A rare alligator gar that measured more than 5 feet long when it was caught in southwestern Indiana likely originated outside the state.

Kentucky Department of Fish & Wildlife biologist Stephanie Brandt says in a release Friday that the gar may have been stocked from a restoration program Kentucky started eight years ago.

A microwire tag was imbedded in the fish. Brandt says the gar likely was 10 years old and released in 2009 or 2010.

The Indiana Department of Natural Resources says a bow fisherman, Jake Jackson of Mount Carmel, Illinois caught it legally in the White River on June 1. The fish measured 63 inches and 55 pounds.

It was the first alligator gar verified by Indiana state biologists in recent history. Indiana is at the northern edge of the alligator gar’s historic range.


The following is the official news release from the Indiana DNR…

 

 

Angler’s alligator gar likely came from Kentucky

 
The origin of an alligator gar taken earlier this month by an Indiana bow angler has been positively identified as a stocked fish, likely one from a restoration program Kentucky started eight years ago.
“It looks like it’s one of our fish,” said Stephanie Brandt, a biologist with the Kentucky Department of Fish & Wildlife.
 
The clues were a microwire tag embedded in the fish and the absence of a pit tag some other states use in in combination with microwires.
 
“By process of elimination and close proximity to our waters, that’s what it looks like,” Brandt said.

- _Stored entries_
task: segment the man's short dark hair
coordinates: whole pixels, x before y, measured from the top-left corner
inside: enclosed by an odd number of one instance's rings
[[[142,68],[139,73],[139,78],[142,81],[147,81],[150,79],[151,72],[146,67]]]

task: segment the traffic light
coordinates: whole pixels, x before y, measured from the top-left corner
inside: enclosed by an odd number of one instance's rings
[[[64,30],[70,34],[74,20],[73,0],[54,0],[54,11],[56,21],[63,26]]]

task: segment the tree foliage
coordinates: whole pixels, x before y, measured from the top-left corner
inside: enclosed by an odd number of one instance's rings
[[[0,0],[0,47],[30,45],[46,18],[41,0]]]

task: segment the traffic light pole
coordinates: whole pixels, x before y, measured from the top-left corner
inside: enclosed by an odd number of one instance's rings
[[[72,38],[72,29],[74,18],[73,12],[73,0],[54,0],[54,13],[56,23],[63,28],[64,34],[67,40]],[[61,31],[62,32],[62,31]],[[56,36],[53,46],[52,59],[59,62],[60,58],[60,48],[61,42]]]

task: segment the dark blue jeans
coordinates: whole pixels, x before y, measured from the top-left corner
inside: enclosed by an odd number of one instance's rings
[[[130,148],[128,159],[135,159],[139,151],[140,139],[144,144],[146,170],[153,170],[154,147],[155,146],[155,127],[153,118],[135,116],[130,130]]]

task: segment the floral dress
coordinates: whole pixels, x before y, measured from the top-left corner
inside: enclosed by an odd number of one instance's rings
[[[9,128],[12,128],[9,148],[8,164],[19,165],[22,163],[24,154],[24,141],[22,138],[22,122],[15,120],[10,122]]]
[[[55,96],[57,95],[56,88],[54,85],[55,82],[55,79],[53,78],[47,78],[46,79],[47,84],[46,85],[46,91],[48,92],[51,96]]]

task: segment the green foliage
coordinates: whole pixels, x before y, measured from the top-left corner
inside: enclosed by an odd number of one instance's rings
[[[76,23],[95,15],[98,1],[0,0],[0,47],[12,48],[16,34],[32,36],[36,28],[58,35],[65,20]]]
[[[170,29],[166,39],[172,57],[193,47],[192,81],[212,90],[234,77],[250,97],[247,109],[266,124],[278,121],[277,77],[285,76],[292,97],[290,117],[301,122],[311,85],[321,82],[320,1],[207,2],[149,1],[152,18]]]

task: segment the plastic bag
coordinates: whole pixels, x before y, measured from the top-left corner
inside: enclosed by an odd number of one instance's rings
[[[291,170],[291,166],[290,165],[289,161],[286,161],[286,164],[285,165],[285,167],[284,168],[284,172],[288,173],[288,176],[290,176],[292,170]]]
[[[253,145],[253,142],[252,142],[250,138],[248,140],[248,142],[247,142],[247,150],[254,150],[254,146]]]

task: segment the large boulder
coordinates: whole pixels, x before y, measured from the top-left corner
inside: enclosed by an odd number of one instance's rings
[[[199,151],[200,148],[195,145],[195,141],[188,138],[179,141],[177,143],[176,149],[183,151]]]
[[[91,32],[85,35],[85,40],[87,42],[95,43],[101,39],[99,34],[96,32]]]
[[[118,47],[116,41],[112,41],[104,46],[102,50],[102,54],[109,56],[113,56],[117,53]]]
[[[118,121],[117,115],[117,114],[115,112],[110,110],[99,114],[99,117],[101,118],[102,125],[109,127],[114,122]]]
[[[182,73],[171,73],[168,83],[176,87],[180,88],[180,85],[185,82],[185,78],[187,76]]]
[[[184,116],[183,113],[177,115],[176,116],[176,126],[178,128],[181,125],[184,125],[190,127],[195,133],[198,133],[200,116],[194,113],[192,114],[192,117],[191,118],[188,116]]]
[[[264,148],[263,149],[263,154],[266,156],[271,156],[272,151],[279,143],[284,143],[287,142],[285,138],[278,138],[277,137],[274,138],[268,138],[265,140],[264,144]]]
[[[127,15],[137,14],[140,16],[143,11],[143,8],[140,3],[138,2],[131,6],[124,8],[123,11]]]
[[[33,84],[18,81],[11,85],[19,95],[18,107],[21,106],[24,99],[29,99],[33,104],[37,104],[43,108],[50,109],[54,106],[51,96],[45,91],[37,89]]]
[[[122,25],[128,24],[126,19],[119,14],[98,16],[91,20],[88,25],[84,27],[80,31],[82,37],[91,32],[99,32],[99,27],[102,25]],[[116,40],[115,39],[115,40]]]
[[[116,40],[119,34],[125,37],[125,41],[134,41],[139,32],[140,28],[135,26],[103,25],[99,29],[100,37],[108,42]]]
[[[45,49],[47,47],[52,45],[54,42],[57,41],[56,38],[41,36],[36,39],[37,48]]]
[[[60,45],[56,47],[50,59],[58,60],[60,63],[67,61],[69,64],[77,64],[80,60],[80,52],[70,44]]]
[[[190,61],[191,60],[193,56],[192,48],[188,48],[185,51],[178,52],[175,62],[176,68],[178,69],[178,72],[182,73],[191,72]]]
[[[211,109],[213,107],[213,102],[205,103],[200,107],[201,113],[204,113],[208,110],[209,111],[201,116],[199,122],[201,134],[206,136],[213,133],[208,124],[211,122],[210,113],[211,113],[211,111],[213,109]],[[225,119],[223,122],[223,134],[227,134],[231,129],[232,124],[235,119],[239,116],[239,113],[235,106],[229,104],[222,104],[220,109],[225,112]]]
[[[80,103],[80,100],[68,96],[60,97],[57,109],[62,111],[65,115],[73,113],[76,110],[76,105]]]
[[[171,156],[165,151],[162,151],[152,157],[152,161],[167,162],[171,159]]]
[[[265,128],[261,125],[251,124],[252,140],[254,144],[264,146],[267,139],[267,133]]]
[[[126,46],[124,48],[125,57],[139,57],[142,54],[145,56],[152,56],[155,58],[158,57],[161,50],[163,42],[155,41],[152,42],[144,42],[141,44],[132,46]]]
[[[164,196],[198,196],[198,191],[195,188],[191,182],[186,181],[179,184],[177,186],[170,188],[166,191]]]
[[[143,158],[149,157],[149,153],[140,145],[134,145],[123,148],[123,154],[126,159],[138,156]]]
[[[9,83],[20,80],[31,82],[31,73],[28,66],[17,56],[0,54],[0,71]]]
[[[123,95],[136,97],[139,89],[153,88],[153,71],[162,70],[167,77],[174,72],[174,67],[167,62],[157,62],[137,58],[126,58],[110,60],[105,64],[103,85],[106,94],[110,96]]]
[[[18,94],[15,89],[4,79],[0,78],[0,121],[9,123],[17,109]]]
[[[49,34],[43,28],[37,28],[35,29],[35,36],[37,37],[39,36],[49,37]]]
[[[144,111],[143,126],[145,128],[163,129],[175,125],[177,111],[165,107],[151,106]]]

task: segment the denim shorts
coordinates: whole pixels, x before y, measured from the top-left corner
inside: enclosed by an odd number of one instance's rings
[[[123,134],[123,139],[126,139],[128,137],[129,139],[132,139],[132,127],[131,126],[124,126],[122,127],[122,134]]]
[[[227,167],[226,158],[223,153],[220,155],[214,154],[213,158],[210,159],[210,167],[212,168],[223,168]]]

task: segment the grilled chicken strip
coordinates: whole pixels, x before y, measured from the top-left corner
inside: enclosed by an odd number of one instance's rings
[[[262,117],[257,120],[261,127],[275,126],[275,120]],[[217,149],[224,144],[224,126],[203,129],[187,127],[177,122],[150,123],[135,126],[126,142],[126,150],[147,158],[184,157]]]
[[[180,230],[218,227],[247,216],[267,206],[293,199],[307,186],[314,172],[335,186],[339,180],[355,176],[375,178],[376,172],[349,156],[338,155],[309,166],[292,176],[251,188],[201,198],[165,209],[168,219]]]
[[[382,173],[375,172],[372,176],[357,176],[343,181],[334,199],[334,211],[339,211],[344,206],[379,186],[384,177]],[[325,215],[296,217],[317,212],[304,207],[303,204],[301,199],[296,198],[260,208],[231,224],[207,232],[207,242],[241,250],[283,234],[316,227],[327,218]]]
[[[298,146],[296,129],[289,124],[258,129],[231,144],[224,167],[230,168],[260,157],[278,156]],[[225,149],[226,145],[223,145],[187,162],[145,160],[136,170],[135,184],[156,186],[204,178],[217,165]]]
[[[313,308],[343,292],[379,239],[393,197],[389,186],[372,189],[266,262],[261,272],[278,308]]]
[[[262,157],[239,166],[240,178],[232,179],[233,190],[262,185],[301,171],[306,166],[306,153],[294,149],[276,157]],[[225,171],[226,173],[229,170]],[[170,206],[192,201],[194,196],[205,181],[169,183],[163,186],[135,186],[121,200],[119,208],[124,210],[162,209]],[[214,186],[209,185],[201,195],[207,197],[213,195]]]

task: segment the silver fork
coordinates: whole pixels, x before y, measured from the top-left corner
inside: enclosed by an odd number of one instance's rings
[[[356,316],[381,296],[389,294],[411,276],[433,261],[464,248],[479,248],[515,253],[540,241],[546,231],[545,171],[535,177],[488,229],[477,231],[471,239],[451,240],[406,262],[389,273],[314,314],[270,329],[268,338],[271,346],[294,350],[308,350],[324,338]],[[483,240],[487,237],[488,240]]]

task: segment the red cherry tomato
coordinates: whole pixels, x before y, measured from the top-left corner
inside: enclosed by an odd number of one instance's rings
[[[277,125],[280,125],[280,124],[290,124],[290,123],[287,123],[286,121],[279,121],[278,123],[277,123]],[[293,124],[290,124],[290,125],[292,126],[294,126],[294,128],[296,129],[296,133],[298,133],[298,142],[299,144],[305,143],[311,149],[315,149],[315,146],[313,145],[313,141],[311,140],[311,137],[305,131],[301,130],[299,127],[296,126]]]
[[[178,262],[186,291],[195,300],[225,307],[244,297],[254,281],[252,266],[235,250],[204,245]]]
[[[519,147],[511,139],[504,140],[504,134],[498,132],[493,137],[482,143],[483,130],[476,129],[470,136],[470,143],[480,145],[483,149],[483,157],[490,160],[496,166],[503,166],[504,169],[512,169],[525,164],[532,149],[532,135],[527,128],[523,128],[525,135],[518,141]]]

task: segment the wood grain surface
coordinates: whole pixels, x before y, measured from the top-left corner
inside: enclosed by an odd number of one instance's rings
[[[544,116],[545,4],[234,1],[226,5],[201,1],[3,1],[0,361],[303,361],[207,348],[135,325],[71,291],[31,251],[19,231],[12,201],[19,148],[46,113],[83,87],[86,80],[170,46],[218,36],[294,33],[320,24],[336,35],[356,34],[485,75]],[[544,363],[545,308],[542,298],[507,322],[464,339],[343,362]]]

- _ASSIGNMENT_
Reproduce the entire article about the alligator gar word for word. The records were taken from a separate source.

- _SOLUTION TO THIS TASK_
A rare alligator gar that measured more than 5 feet long when it was caught in southwestern Indiana likely originated outside the state.

Kentucky Department of Fish & Wildlife biologist Stephanie Brandt says in a release Friday that the gar may have been stocked from a restoration program Kentucky started eight years ago.

A microwire tag was imbedded in the fish. Brandt says the gar likely was 10 years old and released in 2009 or 2010.

The Indiana Department of Natural Resources says a bow fisherman, Jake Jackson of Mount Carmel, Illinois caught it legally in the White River on June 1. The fish measured 63 inches and 55 pounds.

It was the first alligator gar verified by Indiana state biologists in recent history. Indiana is at the northern edge of the alligator gar’s historic range.


The following is the official news release from the Indiana DNR…

 

 

Angler’s alligator gar likely came from Kentucky

 
The origin of an alligator gar taken earlier this month by an Indiana bow angler has been positively identified as a stocked fish, likely one from a restoration program Kentucky started eight years ago.
“It looks like it’s one of our fish,” said Stephanie Brandt, a biologist with the Kentucky Department of Fish & Wildlife.
 
The clues were a microwire tag embedded in the fish and the absence of a pit tag some other states use in in combination with microwires.
 
“By process of elimination and close proximity to our waters, that’s what it looks like,” Brandt said.